[Document]

::::

Imagine en Colombie - La traversée

Encore ce Christophe Colomb ! par Pascal


De Aruba à Cartagène, du 21 au 24 octobre 2006

21/10
Notre séjour officiel sur le territoire d'Aruba n'aura duré que 9 heures! Deux fonctionnaires de l'immigration se déplacent en début de matinée sur le quai où nous avons passé la nuit pour nous tamponner aimablement nos passeport, et nous voilà partis. Le vent n'est pas au programme, nous prenons le temps de compléter le plein des réservoirs à la marina d'Oranjestad, on va avoir besoin des moteurs.

A 11 heures, les amarres sont larguées, nous sortons lentement du chenal des cargos, quelques oiseaux de mer nous regardent distraitement, perchés sur les bouées de balisage. La chaleur est déjà écrasante, Imagine trace paresseusement son sillage à 4 noeuds sur une mer d'huile, vers un horizon vaporeux aux reflets blanchâtres. Régulièrement, des nuées de petits poissons volants rident la surface lisse de leurs battements frénétiques, parfois poursuivis par la nageoire effilée de leurs prédateurs. Impossible de les prendre en photos, la scène est trop fugace, insaisissable, juste une distraction pour les longues heures de cette traversée vers la Colombie.

Calme blanc au départ d'Aruba

Nous devions nous arrêter pour la nuit aux îles Monjes, petits cailloux posés au milieu du golfe du Venezuela, mais il est trop tard pour les atteindre de jour (nous n'avons pas de carte), nous faisons donc route directe vers la Punta Gallinas, l'extremité nord du continent sud-américain. Les gardes-côtes d'Aruba nous ont prévenus, "attention les côtes colombiennes ne sont pas sûres, ne naviguez pas de nuit", mais nous n'avons pas vraiment le choix, à 4 noeuds, il n'y a pas d'étape accessible avant l'obscurité. De toutes façons, nous naviguerons à bonne distance de la côte (20 milles), et puis ce n'est pas la première fois qu'on entend ce genre de mise en garde de principe, et nous ne serons pas le premier bateau à faire cette traversée ...
Je mets le radar en marche, le trafic des cargos dans cette zone pétrolière est assez important, et la visibilité est bien réduite par la brume de chaleur. "HD-SIG-MISS", c'est tout ce que l'appareil daigne afficher sur son écran! Sympa, c'est sa manière de nous dire qu'il faudra qu'on se passe de ses services ...
Nous pêchons successivement deux petits thons albacores, que nous relâchons, les jugeant trop petits. Ce n'est pas encore aujourd'hui que nous remangerons du poisson frais, ça nous manque!

::::

[Informations fournies]
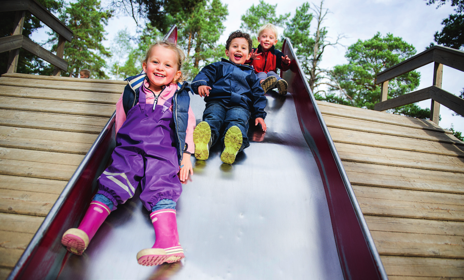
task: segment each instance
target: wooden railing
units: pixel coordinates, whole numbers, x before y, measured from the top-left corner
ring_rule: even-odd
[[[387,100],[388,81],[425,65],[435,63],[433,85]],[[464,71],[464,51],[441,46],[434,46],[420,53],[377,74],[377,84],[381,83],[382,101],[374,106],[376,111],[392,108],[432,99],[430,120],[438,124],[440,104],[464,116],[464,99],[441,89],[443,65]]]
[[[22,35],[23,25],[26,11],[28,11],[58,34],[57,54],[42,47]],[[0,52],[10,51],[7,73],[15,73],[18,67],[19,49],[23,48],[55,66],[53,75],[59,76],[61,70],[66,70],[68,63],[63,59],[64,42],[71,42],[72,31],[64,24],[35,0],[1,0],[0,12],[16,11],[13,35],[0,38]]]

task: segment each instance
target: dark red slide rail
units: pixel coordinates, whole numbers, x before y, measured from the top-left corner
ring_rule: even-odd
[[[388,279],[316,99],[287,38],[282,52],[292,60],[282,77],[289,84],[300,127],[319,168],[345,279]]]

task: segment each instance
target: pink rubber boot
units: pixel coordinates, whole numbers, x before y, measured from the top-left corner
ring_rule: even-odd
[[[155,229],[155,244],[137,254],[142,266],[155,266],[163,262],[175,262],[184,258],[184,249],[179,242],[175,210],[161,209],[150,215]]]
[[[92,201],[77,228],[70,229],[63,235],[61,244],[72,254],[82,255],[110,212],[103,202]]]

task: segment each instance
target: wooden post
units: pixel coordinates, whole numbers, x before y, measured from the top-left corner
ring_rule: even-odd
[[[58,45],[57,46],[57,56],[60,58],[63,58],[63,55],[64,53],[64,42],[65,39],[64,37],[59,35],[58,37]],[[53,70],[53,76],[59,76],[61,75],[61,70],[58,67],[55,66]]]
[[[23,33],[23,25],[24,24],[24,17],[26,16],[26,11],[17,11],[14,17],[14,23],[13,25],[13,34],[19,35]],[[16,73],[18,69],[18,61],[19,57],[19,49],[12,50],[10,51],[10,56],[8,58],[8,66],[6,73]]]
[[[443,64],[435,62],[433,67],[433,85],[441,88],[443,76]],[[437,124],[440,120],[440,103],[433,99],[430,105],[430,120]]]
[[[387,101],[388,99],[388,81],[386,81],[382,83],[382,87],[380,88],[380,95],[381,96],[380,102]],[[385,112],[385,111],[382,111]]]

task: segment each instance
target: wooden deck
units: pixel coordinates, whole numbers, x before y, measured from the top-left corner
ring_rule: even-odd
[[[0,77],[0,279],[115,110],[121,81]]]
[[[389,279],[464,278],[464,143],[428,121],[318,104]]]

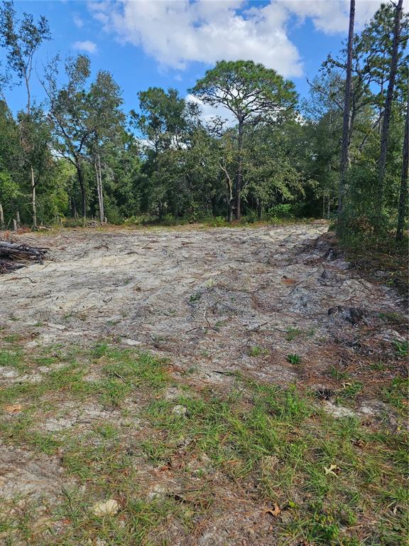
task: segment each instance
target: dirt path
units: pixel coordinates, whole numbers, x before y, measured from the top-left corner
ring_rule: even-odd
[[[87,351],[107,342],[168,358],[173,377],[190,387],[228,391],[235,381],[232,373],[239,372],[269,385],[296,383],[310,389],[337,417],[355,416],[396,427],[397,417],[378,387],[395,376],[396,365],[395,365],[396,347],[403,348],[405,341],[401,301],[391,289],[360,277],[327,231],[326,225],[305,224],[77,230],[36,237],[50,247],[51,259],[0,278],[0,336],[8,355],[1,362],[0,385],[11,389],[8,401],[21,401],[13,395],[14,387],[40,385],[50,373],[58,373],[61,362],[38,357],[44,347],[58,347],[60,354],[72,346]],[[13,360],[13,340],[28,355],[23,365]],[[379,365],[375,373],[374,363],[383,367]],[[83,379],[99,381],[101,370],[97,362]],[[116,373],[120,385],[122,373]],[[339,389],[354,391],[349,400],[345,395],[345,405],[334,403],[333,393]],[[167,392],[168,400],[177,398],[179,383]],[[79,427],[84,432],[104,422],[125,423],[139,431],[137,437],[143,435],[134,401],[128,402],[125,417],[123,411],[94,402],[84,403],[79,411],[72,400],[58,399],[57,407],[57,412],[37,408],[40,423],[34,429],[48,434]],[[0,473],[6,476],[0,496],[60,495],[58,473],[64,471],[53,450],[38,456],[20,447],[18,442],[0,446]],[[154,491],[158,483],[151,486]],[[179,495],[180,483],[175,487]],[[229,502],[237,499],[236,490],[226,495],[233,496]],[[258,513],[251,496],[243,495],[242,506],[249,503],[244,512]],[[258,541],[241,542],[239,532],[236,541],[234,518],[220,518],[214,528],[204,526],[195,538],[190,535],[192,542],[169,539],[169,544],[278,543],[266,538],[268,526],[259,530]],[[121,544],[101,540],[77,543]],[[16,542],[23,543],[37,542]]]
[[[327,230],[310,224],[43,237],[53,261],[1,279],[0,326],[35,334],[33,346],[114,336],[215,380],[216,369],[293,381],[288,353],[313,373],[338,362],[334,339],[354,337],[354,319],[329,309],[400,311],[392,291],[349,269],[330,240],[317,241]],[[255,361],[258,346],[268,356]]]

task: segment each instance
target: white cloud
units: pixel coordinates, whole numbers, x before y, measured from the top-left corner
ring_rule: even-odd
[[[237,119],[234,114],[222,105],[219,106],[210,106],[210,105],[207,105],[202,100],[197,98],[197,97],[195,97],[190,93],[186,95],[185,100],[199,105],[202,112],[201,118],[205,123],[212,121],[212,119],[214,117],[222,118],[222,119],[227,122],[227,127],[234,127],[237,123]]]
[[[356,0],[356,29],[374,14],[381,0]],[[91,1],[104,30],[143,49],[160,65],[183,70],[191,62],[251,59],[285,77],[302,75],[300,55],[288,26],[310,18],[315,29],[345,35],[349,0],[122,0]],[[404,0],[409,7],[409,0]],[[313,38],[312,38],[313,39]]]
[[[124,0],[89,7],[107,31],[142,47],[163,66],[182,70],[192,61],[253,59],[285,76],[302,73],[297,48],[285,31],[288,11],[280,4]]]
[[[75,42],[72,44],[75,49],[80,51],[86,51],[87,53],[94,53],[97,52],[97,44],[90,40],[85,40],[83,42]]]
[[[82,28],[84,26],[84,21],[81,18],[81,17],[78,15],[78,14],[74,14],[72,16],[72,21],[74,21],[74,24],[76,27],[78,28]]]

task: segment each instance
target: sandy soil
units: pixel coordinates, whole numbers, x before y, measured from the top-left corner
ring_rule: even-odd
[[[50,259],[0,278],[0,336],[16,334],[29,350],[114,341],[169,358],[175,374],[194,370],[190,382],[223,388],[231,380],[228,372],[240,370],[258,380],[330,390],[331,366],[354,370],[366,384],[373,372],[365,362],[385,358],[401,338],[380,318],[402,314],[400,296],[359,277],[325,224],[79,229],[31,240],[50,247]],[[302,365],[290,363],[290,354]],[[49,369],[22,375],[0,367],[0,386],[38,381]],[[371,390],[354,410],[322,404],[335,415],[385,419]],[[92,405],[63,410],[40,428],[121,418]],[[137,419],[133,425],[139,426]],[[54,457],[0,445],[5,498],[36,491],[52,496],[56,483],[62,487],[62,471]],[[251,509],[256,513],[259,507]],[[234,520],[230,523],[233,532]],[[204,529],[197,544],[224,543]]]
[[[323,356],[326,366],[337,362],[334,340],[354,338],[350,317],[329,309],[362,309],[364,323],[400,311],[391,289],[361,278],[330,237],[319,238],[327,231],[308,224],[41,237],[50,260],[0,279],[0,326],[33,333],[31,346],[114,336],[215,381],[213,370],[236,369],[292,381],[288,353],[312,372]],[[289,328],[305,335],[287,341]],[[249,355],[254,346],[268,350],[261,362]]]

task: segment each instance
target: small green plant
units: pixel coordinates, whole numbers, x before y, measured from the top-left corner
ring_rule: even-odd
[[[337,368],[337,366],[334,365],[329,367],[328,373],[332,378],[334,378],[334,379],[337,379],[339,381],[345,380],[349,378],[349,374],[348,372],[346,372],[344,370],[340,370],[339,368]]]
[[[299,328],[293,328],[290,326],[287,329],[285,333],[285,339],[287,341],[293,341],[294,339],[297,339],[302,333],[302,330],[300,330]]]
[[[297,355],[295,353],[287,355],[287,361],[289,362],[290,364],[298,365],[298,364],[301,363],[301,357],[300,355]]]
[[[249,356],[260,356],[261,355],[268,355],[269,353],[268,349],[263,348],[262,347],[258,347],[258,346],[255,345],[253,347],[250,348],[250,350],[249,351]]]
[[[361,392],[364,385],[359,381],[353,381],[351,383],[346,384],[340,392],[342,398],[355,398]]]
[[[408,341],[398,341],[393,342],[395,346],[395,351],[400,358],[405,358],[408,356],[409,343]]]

::::

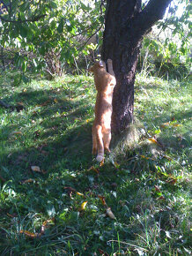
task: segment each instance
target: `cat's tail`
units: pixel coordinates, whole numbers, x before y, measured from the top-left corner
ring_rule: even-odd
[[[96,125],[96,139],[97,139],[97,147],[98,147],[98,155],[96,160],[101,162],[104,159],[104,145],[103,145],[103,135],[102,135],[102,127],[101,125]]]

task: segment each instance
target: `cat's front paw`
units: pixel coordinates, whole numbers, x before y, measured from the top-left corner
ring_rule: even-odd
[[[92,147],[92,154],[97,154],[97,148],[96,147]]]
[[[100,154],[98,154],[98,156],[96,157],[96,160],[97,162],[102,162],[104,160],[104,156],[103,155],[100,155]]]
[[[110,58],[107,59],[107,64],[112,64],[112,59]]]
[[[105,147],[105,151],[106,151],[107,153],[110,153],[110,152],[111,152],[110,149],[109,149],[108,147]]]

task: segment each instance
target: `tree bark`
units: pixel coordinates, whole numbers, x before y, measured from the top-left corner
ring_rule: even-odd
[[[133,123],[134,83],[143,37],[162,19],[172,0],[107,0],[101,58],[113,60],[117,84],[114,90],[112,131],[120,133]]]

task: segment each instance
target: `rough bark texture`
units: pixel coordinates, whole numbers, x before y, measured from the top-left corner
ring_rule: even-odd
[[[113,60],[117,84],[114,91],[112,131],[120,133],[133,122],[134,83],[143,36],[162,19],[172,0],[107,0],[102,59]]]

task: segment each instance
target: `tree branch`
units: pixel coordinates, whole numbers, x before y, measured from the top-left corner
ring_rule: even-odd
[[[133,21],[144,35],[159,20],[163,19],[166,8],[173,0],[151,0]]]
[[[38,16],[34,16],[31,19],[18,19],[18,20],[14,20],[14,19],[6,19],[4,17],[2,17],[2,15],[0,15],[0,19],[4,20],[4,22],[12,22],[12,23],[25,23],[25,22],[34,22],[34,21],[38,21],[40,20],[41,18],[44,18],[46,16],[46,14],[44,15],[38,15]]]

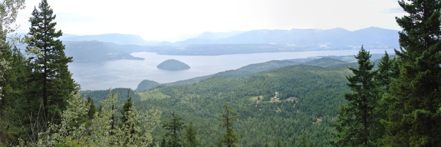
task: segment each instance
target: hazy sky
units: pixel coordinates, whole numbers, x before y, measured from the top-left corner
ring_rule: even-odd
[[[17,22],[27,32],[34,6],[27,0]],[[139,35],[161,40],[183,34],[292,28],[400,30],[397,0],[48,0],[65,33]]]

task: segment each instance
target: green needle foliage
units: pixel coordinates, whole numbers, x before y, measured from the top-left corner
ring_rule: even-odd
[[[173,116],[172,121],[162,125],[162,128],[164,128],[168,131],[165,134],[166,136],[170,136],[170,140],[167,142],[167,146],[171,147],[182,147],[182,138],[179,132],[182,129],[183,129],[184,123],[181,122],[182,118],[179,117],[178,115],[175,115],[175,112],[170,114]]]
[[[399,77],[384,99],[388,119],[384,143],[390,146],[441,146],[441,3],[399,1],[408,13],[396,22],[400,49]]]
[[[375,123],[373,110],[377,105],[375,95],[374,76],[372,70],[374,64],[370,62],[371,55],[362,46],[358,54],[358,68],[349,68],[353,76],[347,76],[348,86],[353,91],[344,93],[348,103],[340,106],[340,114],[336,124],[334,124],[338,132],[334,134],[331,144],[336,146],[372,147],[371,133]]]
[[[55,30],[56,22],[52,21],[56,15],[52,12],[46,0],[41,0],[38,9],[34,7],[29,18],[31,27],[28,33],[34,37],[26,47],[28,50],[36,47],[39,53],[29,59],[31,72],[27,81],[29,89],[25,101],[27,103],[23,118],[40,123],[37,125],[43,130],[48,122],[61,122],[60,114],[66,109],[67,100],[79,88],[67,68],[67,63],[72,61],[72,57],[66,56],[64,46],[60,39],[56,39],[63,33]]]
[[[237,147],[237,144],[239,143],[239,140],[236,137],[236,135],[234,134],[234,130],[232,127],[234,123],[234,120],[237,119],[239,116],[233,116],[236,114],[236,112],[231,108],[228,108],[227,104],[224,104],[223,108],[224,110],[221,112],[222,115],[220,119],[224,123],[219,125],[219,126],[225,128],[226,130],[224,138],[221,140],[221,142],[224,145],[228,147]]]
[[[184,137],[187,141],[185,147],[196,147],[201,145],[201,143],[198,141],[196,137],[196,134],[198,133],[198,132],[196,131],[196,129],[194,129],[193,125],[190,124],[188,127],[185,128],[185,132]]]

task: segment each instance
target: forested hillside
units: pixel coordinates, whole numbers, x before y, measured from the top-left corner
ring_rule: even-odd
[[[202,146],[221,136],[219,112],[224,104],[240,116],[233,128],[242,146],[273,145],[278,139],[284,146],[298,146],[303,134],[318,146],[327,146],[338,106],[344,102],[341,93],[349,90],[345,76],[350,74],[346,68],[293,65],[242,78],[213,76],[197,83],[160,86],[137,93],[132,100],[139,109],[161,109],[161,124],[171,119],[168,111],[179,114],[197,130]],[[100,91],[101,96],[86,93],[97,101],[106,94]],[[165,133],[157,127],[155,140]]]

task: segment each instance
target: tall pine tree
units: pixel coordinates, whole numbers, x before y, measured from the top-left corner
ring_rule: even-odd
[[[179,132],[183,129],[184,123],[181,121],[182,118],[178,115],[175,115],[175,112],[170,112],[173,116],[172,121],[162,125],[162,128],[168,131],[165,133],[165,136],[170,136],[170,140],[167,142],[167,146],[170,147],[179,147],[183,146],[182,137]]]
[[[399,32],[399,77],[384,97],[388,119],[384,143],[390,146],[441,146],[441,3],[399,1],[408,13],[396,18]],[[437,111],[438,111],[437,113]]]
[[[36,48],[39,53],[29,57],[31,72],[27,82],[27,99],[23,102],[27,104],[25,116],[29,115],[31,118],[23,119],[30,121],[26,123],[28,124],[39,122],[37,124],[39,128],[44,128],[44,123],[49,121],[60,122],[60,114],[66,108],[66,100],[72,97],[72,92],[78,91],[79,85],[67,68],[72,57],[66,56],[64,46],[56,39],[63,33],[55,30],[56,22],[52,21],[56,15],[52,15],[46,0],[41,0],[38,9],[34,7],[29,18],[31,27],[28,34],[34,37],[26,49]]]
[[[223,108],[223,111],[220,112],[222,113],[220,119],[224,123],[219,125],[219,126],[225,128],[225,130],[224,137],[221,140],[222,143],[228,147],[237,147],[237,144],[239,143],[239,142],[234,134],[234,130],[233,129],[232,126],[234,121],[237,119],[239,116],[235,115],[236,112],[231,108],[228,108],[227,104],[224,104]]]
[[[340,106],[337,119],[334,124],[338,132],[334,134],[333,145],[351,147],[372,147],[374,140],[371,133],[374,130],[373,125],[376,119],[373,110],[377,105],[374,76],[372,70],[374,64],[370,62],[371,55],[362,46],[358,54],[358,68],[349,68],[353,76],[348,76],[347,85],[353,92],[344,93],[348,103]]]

::::

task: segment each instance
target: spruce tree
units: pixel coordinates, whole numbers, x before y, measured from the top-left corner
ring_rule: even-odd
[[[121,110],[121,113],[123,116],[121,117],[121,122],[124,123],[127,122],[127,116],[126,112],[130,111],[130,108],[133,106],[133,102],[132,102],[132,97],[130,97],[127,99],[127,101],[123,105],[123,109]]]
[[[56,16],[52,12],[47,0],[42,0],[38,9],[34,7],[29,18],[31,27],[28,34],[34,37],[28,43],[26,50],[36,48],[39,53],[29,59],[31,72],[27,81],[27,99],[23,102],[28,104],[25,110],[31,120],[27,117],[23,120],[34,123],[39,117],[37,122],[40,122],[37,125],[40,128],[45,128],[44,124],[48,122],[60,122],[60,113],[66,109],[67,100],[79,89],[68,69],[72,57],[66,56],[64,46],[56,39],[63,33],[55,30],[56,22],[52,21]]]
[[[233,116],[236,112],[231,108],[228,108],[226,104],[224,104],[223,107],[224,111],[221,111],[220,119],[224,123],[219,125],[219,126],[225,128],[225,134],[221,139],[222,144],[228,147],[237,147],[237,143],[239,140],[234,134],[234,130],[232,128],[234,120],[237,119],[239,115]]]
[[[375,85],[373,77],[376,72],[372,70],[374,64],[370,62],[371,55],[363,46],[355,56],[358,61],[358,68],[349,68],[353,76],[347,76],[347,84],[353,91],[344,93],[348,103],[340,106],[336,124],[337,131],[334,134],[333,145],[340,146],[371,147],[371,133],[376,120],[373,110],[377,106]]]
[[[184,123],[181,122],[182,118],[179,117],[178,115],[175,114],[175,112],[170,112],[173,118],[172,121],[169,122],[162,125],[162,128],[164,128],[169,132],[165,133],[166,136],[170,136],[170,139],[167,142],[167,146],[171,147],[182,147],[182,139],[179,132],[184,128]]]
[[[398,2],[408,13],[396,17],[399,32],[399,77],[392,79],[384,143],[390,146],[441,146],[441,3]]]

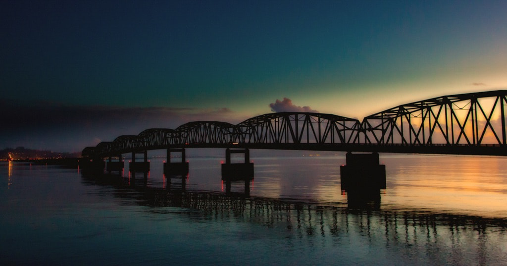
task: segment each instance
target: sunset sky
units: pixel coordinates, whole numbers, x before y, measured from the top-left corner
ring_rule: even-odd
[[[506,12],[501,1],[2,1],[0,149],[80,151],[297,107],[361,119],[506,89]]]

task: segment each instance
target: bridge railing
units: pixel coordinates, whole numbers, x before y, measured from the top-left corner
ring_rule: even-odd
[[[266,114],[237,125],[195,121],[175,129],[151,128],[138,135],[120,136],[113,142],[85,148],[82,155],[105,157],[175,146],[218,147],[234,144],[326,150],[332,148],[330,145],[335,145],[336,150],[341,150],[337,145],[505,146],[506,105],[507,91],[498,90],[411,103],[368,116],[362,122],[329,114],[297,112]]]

::::

[Consigne]
Reproduisez tel quel, dans le récit de la traversée vers la Colombie, tout ce qui va de « Nous pêchons successivement » jusqu'à « ça nous manque! ». Les lignes n'ont aucun rôle ici.

[Résultat ci-dessous]
Nous pêchons successivement deux petits thons albacores, que nous relâchons, les jugeant trop petits. Ce n'est pas encore aujourd'hui que nous remangerons du poisson frais, ça nous manque!